Типы смысловых трансформаций при переводе поэзии
В отличие от Пастернака, следующего смыслу и ритму оригинала, К.Д. Бальмонт сохраняет в переводе синтаксический параллелизм как основной принцип организации текста и личностный характер обращения, очень точно передавая смысл авторской строки посредством семантически точных глаголов "осквернять", "презирать" и повтора прилагательного заветный, отсутствующего в тексте оригинал
а. Обозначая нечто сокровенное, задушевное, свято хранимое, оберегаемое, особенно ценимое, скрываемое от других, тайное", это прилагательное семантически полностью согласуется с названными глаголами, что способствует актуализации авторского замысла в тексте перевода.
Посредством синтаксического параллелизма в оригинале актуализирована и семантика уравнивания противоположных понятий, выраженных сопоставленными в одной строке антонимами «надежда — отчаяние» (hope — despair). Это уравнивание противоположного выражено и в переводах, но разными средствами.
Английское существительное despair означает состояние, вызванное утратой всех надежд (the state of having lost all hope). По своей семантике это существительное полностью эквивалентно русскому существительному «отчаяние», означающему «состояние крайней безнадежности». К.Д. Бальмонт использует именно это существительное в сочетании с прилагательным «горький», которое употребляется в качестве эпитета в переносном значении "горестный, тяжелый", тем самым эксплицируя семы горя, печали, скорби, что вносит дополнительный смысловой акцент в текст перевода.
Понятие надежды также получает в бальмонтовском переводе развернутое оформление в словосочетании «счастье надежды», где существительное «счастье» является главным, а существительное «надежды»подчиненным, что свидетельствует о семантическом сдвиге в тексте перевода. Характерно, что английское существительное hope означает «ожидание, желание, доверие, уверенность» (feeling of expectation and desire; feeling of trust and confidence ), тогда как русское «надежда» означает «ожидание, уверенность в осуществлении чего-н. радостного, благоприятного». Очевидно, можно говорить о совпадении семантики этих слов и способности русского существительного передать значение английского. Однако, в отличие от оригинала, в переводе Бальмонта оно является подчиненным и употребляется в форме множественного числа, уточняя семантику существительного «счастье». Выражая "чувство и состояние полного, высшего удовлетворения", оно входит в тексте перевода в антонимические отношения с эпитетом «горький». Таким образом, сближение противоположных понятий «надежда» и «отчаяние» в оригинале реализуется в интерпретации Бальмонта их сближением в двух рядах антонимических отношений. Первый ряд «надежды — отчаяние» полностью адекватно передает логику основных понятий исходного текста. Второй ряд «счастье — горькое» вносит во вторичный текст дополнительные смысловые акценты, усиливая контраст сближаемых понятий. Однако если в оригинале понятия надежды и отчаяния уравнены, уподоблены друг другу, то в интерпретации Бальмонта они актуализируются неравноправно, и главным оказывается понятие счастья.
Более того, эти строки в рассматриваемом переводе смещены относительно последующих строк оригинала и приобретают силу финальной позиции в строфе.

Задание:
Проверьте, согласуются ли с текстом о смысловых трансформациях при переводе поэзии утверждения (а), (б) и (в). Для каждого ответьте «да» или «нет» и дословно приведите решающие слова текста.
(а) В переводе Бальмонта существительное «отчаяние» сочетается с прилагательным «горький».
(б) В словосочетании «счастье надежды» главным является существительное «надежды».
(в) В интерпретации Бальмонта понятия надежды и отчаяния актуализируются равноправно.

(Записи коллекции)
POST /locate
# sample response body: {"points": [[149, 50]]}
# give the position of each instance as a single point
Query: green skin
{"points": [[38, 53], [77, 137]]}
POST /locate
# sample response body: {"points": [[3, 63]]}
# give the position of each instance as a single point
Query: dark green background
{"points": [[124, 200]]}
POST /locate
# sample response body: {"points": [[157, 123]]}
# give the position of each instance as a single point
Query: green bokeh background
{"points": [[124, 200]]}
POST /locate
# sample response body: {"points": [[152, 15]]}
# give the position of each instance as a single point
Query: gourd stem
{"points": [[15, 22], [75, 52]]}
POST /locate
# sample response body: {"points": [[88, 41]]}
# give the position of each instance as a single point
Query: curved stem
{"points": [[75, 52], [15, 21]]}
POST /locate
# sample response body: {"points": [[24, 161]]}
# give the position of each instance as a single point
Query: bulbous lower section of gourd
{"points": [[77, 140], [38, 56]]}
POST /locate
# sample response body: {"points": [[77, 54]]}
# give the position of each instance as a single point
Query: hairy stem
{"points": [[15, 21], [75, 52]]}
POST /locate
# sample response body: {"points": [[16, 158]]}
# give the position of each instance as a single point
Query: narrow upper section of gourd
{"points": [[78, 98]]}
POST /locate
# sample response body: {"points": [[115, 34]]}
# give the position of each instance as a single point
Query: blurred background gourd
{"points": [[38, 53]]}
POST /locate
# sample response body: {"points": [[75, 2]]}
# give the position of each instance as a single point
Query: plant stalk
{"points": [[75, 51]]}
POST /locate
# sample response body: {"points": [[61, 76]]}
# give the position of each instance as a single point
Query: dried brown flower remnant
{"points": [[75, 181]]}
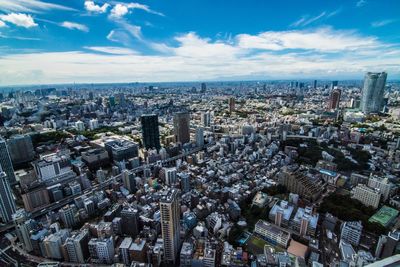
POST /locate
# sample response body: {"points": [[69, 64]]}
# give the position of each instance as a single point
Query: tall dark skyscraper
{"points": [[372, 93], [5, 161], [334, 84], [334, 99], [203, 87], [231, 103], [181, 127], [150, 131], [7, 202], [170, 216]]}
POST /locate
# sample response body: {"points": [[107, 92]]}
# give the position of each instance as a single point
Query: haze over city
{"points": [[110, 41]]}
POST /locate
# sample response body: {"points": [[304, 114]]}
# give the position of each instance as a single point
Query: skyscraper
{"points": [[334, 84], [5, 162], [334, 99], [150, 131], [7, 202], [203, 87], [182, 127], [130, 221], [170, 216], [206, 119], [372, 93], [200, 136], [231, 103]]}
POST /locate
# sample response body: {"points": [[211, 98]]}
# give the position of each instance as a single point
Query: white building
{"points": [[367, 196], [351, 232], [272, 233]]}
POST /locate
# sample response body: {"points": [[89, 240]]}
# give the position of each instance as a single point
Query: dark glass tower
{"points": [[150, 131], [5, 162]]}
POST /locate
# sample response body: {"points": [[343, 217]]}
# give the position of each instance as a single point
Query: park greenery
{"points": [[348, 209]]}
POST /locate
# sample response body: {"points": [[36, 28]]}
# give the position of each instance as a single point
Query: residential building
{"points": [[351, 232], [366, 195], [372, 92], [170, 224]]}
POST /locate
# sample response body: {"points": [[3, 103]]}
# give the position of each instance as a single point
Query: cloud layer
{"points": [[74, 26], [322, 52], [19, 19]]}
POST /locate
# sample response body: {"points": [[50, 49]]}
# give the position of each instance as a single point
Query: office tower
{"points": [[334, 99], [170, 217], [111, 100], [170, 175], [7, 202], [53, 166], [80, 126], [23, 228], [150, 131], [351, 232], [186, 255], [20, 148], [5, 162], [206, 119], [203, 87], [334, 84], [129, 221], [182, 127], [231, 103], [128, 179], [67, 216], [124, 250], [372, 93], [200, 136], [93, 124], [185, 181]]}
==
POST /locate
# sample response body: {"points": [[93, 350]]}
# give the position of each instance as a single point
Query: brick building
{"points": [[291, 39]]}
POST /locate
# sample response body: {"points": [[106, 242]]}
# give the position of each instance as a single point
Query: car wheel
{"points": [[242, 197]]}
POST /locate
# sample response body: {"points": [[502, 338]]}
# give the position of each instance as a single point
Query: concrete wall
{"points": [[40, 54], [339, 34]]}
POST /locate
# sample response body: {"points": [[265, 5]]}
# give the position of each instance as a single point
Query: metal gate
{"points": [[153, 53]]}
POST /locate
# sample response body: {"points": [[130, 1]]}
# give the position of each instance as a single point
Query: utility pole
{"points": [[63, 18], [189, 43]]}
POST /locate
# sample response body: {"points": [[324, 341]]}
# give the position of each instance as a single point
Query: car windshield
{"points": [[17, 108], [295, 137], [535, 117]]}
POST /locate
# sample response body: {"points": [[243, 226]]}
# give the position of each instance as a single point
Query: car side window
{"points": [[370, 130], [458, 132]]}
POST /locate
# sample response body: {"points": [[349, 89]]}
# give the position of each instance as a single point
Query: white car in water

Ответ:
(а) Да: «К.Д. Бальмонт использует именно это существительное в сочетании с прилагательным «горький»».
(б) Нет: «где существительное «счастье» является главным».
(в) Нет: «в интерпретации Бальмонта они актуализируются неравноправно, и главным оказывается понятие счастья».